TRECHO DA PÁGINA

======

A data do protesto realizado no vão livre do Museu de Arte de São Paulo (Masp), localizado na Avenida Paulista, em São Paulo (SP), faz referência ao Dia Nacional de Luta Antimanicomial, que ocorre todos os anos em 18 de maio. Organizações como a Frente Estadual Antimanicomial, o Fórum de Saúde Mental do ABC e trabalhadores de Centros e Atenção Psicossocial (Caps) de diversas cidades estiveram presentes.

Para Wagner Batista, psicólogo do Caps de Itaquera, a nomeação de Duarte Filho é um retrocesso. “Ele já foi diretor do maior manicômio da América Latina, que foi denunciado por maus tratos aos pacientes. Colocar alguém assim é um sinal de que métodos de tratamento alternativos e mais humanos possam sofrer corte de verbas”, disse.

Batista enfatizou que internar pessoas com distúrbios não resolve o problema. “O objetivo do manicômio não é tratar as pessoas, e sim fazer com que elas não incomodem a sociedade. Quem tem transtorno mental só é medicado, nunca tratado”, disse.

Alexander Navarro, do Caps de São Mateus, segue nessa linha defendendo tratamentos humanizados. “Precisamos inserir a família no tratamento e realizar atividades que dêem autonomia às pessoas, além de ter uma rede de atenção psicossocial”. pontuou.

======

CONTEÚDO DOS DADOS
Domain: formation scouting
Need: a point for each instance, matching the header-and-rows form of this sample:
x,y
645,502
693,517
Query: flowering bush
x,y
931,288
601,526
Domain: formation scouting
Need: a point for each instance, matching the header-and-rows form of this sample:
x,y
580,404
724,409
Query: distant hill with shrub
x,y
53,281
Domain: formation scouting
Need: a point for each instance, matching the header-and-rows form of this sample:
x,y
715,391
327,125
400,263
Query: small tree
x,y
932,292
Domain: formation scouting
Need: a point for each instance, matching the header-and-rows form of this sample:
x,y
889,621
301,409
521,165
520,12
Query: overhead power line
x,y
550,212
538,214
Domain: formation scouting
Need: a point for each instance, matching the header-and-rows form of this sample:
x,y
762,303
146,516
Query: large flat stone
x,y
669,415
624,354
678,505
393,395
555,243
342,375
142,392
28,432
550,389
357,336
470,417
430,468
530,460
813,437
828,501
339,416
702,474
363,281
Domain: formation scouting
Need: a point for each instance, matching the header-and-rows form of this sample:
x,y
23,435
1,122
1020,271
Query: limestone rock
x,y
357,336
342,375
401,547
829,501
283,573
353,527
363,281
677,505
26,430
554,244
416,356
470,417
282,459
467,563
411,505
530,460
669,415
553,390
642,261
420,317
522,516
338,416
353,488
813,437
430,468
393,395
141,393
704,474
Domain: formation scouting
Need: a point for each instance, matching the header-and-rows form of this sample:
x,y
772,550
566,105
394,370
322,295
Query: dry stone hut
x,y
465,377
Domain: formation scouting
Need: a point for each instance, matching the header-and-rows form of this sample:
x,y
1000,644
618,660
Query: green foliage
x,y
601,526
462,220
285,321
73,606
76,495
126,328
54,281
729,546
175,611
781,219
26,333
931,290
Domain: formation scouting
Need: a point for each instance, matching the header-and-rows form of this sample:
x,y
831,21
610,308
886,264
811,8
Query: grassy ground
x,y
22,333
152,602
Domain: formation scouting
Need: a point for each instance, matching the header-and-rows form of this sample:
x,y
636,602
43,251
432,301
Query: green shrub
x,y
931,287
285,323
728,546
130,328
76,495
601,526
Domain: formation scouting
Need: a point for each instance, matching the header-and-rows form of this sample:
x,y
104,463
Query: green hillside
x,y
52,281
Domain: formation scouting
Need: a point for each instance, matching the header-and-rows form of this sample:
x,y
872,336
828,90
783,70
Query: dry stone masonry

======

REQUISITOS DA TAREFA
Por favor, resuma em duas frases o trecho sobre o protesto antimanicomial no Masp.

RESULTADO DA TAREFA
O protesto no vão livre do Masp, na Avenida Paulista, em São Paulo, remete ao Dia Nacional de Luta Antimanicomial, celebrado em 18 de maio, e reuniu organizações como a Frente Estadual Antimanicomial, o Fórum de Saúde Mental do ABC e trabalhadores de Caps de diversas cidades. Wagner Batista, do Caps de Itaquera, classificou como retrocesso a nomeação de Duarte Filho, que já dirigiu o maior manicômio da América Latina, e afirmou que internar não resolve o problema, enquanto Alexander Navarro, do Caps de São Mateus, defendeu tratamentos humanizados que incluam a família e deem autonomia às pessoas.